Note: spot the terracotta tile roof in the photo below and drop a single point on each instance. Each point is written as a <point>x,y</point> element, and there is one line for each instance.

---

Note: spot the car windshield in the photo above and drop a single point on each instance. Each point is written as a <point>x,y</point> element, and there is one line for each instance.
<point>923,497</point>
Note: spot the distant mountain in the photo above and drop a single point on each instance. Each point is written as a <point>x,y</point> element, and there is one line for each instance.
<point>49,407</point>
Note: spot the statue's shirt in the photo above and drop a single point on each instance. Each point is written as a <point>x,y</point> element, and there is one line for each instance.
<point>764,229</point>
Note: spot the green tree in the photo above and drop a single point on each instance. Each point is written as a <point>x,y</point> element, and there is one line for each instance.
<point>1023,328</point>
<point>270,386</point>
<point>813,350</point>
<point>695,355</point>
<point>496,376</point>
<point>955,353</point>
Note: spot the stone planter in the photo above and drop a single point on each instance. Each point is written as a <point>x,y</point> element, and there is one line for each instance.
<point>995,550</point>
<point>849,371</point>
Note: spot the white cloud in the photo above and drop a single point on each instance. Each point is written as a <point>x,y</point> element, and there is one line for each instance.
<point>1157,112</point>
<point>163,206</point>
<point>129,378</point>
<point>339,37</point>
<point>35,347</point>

**What needs to be done**
Count the lines in the data above that contain the word "mountain" and reply with only that number.

**Full solution**
1